## [WORK TO DO]
Swap "tail fin" for "vertical stabilizer" in the stretch from the line containing "Mark every instance of the white sky" through the end of the records, and write out only those lines with nothing else changed.

# START OF RECORD EXTRACTS

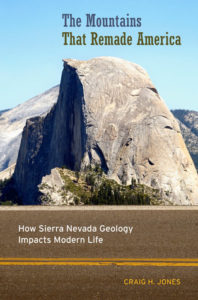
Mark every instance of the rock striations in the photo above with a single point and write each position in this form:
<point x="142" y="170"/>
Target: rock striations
<point x="109" y="113"/>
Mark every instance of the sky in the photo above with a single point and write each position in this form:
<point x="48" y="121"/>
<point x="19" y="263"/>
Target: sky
<point x="32" y="49"/>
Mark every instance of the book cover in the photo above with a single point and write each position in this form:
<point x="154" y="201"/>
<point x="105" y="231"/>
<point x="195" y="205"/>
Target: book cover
<point x="99" y="148"/>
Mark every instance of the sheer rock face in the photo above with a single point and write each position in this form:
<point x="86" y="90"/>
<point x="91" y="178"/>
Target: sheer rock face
<point x="108" y="112"/>
<point x="12" y="122"/>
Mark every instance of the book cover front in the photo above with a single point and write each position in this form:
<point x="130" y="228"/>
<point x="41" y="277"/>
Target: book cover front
<point x="98" y="150"/>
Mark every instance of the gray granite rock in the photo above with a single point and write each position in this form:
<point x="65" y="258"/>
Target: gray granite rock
<point x="12" y="122"/>
<point x="108" y="112"/>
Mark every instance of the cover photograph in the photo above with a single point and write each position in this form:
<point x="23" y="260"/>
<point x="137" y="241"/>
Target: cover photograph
<point x="98" y="150"/>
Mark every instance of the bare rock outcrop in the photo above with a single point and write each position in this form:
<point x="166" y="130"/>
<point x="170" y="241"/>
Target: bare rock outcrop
<point x="109" y="113"/>
<point x="13" y="121"/>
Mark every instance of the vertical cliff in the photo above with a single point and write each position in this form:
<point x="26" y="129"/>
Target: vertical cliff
<point x="108" y="113"/>
<point x="53" y="141"/>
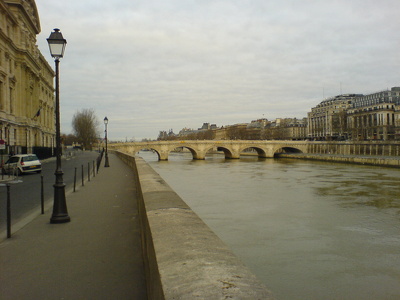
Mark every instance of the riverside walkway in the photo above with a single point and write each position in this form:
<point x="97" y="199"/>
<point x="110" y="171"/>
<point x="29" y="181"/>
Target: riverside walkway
<point x="95" y="256"/>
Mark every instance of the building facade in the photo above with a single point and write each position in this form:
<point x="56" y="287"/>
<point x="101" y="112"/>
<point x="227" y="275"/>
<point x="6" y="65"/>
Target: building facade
<point x="27" y="122"/>
<point x="328" y="120"/>
<point x="375" y="116"/>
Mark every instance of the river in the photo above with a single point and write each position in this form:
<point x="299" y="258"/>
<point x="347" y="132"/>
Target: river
<point x="308" y="230"/>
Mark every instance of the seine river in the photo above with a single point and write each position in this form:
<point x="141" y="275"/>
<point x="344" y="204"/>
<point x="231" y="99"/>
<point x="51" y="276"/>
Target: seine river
<point x="308" y="230"/>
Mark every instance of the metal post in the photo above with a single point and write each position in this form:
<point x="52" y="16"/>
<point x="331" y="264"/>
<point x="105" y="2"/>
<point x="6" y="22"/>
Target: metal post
<point x="41" y="194"/>
<point x="82" y="177"/>
<point x="106" y="158"/>
<point x="60" y="212"/>
<point x="75" y="180"/>
<point x="8" y="212"/>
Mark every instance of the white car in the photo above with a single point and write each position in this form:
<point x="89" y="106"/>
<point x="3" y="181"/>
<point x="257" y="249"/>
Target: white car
<point x="23" y="163"/>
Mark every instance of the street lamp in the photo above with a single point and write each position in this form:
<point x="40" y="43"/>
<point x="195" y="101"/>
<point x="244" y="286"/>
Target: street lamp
<point x="106" y="162"/>
<point x="60" y="213"/>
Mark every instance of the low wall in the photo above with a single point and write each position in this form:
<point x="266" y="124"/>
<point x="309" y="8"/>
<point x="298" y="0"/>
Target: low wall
<point x="353" y="159"/>
<point x="184" y="259"/>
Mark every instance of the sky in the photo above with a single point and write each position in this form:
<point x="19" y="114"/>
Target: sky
<point x="152" y="65"/>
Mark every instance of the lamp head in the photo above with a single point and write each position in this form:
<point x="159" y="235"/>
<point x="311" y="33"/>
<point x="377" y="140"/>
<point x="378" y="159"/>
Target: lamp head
<point x="56" y="44"/>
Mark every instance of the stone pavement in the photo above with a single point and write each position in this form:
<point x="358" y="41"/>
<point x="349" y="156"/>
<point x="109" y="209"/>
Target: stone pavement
<point x="95" y="256"/>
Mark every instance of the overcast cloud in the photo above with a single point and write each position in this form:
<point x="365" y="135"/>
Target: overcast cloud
<point x="156" y="65"/>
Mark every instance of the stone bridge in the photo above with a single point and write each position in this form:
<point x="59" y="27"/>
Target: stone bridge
<point x="199" y="148"/>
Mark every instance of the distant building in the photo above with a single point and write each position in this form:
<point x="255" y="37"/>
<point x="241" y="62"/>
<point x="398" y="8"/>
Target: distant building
<point x="375" y="116"/>
<point x="27" y="122"/>
<point x="328" y="120"/>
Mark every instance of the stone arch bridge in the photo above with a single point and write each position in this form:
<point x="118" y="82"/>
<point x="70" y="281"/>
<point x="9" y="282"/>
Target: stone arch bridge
<point x="199" y="148"/>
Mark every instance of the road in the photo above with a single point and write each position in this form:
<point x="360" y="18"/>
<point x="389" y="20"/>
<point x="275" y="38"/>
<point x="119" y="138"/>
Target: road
<point x="26" y="194"/>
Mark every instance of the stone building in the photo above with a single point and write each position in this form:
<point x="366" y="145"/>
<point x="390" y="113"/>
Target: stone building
<point x="375" y="116"/>
<point x="328" y="121"/>
<point x="27" y="122"/>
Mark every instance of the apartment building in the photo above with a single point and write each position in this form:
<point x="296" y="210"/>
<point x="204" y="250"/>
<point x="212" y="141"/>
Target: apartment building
<point x="375" y="116"/>
<point x="328" y="121"/>
<point x="27" y="122"/>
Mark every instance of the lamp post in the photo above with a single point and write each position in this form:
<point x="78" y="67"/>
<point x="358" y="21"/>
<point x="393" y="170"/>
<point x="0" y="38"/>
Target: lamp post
<point x="60" y="213"/>
<point x="106" y="165"/>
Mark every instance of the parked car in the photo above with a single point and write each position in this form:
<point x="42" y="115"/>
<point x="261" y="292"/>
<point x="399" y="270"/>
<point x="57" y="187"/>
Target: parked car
<point x="23" y="163"/>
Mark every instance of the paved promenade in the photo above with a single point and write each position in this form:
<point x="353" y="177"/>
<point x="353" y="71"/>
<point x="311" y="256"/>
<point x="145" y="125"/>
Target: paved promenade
<point x="95" y="256"/>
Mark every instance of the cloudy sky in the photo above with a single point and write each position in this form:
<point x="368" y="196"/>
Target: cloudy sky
<point x="151" y="65"/>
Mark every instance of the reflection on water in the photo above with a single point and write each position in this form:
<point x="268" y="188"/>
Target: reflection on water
<point x="308" y="230"/>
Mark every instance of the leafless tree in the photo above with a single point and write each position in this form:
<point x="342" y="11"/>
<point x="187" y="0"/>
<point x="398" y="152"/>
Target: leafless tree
<point x="86" y="127"/>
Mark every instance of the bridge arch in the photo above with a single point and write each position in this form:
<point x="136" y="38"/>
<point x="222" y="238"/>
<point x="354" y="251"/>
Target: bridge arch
<point x="193" y="151"/>
<point x="287" y="149"/>
<point x="260" y="151"/>
<point x="228" y="153"/>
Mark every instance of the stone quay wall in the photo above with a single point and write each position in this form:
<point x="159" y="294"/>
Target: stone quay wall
<point x="387" y="161"/>
<point x="183" y="258"/>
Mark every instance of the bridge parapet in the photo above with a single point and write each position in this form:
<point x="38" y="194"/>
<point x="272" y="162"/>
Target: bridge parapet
<point x="232" y="149"/>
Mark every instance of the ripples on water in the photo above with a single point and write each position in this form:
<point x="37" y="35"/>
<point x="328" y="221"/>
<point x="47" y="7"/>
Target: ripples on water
<point x="308" y="230"/>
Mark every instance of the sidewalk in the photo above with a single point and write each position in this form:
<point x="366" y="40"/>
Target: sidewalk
<point x="95" y="256"/>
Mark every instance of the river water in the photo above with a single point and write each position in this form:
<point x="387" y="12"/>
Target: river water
<point x="308" y="230"/>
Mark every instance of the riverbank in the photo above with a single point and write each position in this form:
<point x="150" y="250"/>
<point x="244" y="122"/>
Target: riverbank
<point x="184" y="259"/>
<point x="385" y="161"/>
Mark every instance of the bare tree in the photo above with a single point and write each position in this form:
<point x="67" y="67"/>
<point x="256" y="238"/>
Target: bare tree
<point x="86" y="127"/>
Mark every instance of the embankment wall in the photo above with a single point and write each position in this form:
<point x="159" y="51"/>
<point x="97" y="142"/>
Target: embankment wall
<point x="184" y="259"/>
<point x="352" y="159"/>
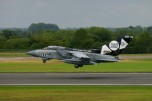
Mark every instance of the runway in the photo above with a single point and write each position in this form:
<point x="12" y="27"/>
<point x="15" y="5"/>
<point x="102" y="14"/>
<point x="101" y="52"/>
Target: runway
<point x="75" y="78"/>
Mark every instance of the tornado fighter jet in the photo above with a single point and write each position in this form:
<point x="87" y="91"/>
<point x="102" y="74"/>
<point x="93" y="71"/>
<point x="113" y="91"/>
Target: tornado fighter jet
<point x="79" y="57"/>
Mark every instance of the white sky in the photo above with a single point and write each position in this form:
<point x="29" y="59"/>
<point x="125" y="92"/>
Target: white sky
<point x="76" y="13"/>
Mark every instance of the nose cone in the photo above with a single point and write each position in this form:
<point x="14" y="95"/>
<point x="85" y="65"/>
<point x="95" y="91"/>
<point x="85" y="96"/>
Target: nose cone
<point x="31" y="53"/>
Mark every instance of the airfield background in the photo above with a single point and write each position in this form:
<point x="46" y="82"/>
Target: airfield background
<point x="40" y="35"/>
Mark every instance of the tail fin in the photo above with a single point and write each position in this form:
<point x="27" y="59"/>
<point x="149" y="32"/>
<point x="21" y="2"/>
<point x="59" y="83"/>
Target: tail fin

# END OF RECORD EXTRACTS

## [TASK RESPONSE]
Mark every instance of the white sky in the photo above with a single point and write each position in this form:
<point x="29" y="59"/>
<point x="125" y="92"/>
Target: white sky
<point x="76" y="13"/>
Mark every instance of the nose cone in the photo above with a single point and write each position in this form:
<point x="14" y="95"/>
<point x="85" y="65"/>
<point x="95" y="91"/>
<point x="85" y="96"/>
Target: nose cone
<point x="31" y="53"/>
Mark every instance of the airfield background in the photo above with a single point and write each position in this form:
<point x="46" y="82"/>
Target: airfield background
<point x="40" y="35"/>
Mark every instance of the vertical stabilizer in the photo above with a single point and write each position in this form:
<point x="27" y="59"/>
<point x="149" y="32"/>
<point x="21" y="2"/>
<point x="59" y="83"/>
Target: vertical stabilizer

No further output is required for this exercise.